**Source records:**
- Opening Delimiter -
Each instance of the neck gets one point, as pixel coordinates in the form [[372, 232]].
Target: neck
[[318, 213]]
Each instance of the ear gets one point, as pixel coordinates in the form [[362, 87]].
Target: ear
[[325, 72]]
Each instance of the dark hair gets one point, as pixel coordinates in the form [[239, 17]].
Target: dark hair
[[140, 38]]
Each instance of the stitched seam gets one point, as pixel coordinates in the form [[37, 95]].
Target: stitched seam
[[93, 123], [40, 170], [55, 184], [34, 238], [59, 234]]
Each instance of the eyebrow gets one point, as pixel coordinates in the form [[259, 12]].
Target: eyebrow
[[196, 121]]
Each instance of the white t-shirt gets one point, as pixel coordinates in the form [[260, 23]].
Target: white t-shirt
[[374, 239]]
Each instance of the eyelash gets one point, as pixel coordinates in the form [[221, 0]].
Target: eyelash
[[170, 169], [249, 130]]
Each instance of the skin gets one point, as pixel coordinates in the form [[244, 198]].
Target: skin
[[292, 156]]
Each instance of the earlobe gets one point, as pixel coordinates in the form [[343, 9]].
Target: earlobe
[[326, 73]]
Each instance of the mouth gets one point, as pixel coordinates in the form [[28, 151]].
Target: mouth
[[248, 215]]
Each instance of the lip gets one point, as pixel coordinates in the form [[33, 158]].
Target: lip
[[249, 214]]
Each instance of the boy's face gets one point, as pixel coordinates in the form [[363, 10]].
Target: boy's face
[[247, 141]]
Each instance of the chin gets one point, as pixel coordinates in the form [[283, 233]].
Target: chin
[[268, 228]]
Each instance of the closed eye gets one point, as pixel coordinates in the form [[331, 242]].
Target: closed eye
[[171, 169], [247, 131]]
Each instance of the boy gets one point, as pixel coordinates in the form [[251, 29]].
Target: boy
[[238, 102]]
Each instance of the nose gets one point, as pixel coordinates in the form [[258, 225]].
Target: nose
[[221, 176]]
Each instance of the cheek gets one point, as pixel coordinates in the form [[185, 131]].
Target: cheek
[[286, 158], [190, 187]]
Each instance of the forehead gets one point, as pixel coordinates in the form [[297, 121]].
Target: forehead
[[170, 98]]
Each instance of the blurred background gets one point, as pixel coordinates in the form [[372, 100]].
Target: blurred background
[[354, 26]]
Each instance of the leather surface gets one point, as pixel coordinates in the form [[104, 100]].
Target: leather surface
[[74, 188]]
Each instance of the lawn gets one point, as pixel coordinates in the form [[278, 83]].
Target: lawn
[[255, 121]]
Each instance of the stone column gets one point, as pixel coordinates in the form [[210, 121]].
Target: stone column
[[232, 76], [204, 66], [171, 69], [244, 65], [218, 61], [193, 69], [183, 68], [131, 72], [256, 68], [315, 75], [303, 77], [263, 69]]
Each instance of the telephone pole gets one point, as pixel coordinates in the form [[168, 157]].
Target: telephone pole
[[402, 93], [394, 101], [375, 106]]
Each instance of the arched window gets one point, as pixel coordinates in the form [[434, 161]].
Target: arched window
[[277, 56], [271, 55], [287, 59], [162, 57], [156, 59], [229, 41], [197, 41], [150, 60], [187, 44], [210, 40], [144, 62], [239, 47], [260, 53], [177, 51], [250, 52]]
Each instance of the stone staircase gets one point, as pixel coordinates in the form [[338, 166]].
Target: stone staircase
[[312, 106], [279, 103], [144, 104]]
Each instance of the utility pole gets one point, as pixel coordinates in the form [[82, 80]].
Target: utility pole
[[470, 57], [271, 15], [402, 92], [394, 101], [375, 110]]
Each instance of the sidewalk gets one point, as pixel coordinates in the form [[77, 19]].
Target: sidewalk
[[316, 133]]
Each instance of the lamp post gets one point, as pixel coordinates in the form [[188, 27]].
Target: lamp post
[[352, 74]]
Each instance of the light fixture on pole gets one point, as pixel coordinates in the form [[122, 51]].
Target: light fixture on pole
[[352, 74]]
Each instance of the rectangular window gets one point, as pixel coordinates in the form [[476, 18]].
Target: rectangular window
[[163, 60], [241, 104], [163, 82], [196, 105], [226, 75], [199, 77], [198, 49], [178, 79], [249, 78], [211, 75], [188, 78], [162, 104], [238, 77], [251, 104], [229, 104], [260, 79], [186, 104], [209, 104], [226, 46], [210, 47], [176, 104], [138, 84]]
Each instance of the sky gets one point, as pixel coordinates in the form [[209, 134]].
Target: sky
- Closing Delimiter -
**WHAT TO PRODUCE:**
An exact copy of all the records is the only acceptable answer.

**TASK SOLUTION:**
Each instance of the neck gets one point, as pixel coordinates in the form [[372, 232]].
Target: neck
[[318, 213]]
Each instance of the ear gets one point, as pixel coordinates in the form [[362, 87]].
Target: ear
[[325, 72]]
Each instance of the dark hair gets one point, as pixel coordinates in the form [[239, 17]].
Target: dark hair
[[140, 38]]
Each instance of the stitched seam gets one point, as pixel coordinates in the form [[37, 95]].
Target: stitched seam
[[93, 123], [40, 170], [55, 184], [34, 238], [59, 234]]
Each instance of the eyebrow gets one point, as pixel coordinates in the form [[259, 12]].
Target: eyebrow
[[196, 121]]
Each instance of the white t-shirt gets one point, as pixel coordinates in the form [[260, 23]].
Target: white t-shirt
[[374, 239]]
Each instance of the eyelash gets one point, as pixel coordinates in the form [[221, 0]].
Target: eyelash
[[170, 169], [249, 130]]
Each instance of the skin gets one point, as pixel coordinates in the form [[244, 198]].
Target: skin
[[292, 156]]
Each instance of the earlobe gets one point, as pixel coordinates in the form [[343, 9]].
Target: earlobe
[[326, 73]]
Each instance of the mouth gets one point, as pixel coordinates in the form [[28, 151]].
Target: mouth
[[248, 215]]
Each instance of the lip gets one point, as pixel coordinates in the form [[33, 158]].
Target: lip
[[249, 214]]
Each instance of the boy's face gets one point, as pixel coordinates in the form [[363, 10]].
Target: boy's face
[[247, 141]]
Each instance of the chin gets one point, as pixel coordinates in the form [[283, 233]].
Target: chin
[[268, 228]]
Each instance of the closed eye gets one point, as pixel coordinates in the form [[331, 242]].
Target: closed eye
[[171, 169], [247, 131]]
Each instance of the boy gets one point, as pixel coordinates in the form [[251, 29]].
Target: boy
[[238, 102]]
Each instance of the nose gets one point, as pixel coordinates in the form [[258, 225]].
Target: nose
[[221, 176]]
Each instance of the cheek gets one point, as pixel coordinates in the form [[185, 131]].
Target: cheek
[[286, 158], [190, 187]]
Each instance of the forehead gets one point, as pixel coordinates in the form [[297, 121]].
Target: forehead
[[170, 98]]
Each instance of the blurred background gets one point, as pixel coordinates in the form [[372, 100]].
Target: blurred background
[[354, 26]]
Each instance of the leather surface gets one point, as pixel coordinates in the form [[104, 100]].
Target: leather surface
[[74, 188]]
Each instance of the lawn gets one point, as pixel coordinates in the form [[278, 83]].
Target: lawn
[[255, 121]]
Each instance of the stone column gets one point, as pixel coordinates in the form [[210, 121]].
Target: stone column
[[232, 76], [204, 66], [171, 69], [244, 65], [218, 61], [193, 69], [183, 68], [131, 72], [256, 68], [315, 75], [303, 77], [263, 69]]
Each instance of the telephone pole gets one point, as pixel coordinates in the form [[168, 157]].
Target: telephone pole
[[402, 93], [394, 101], [375, 106]]
Each instance of the arched window gets one point, as pixel coordinates in the form [[434, 161]].
Target: arched window
[[277, 56], [271, 55], [287, 59], [162, 57], [156, 59], [229, 41], [197, 41], [150, 60], [187, 44], [210, 40], [144, 62], [239, 47], [260, 53], [177, 51], [250, 52]]
Each instance of the stone staircase gets one point, as pixel coordinates in the form [[338, 166]].
Target: stone staircase
[[312, 106], [279, 103], [144, 104]]
Each instance of the utility pole gets one point, as pixel coordinates in the form [[82, 80]].
Target: utility pole
[[470, 57], [271, 15], [402, 92], [394, 101], [375, 110]]
Each instance of the sidewalk gets one point, as pixel coordinates in the form [[77, 19]].
Target: sidewalk
[[316, 133]]
Each instance of the lamp post gets one point, as pixel coordinates in the form [[188, 27]].
Target: lamp post
[[352, 74]]
Each instance of the light fixture on pole gets one point, as pixel coordinates in the form [[122, 51]].
Target: light fixture on pole
[[352, 74]]
Each instance of the rectangular window gets one point, as pixel coordinates in the form [[476, 18]].
Target: rectangular window
[[163, 60], [241, 104], [163, 82], [196, 105], [226, 75], [199, 77], [198, 49], [178, 79], [249, 78], [211, 75], [188, 78], [162, 104], [238, 77], [251, 104], [229, 104], [260, 79], [186, 104], [209, 104], [226, 46], [210, 47], [176, 104], [138, 84]]
Each instance of the sky gets one point, as pixel coordinates in the form [[209, 134]].
Target: sky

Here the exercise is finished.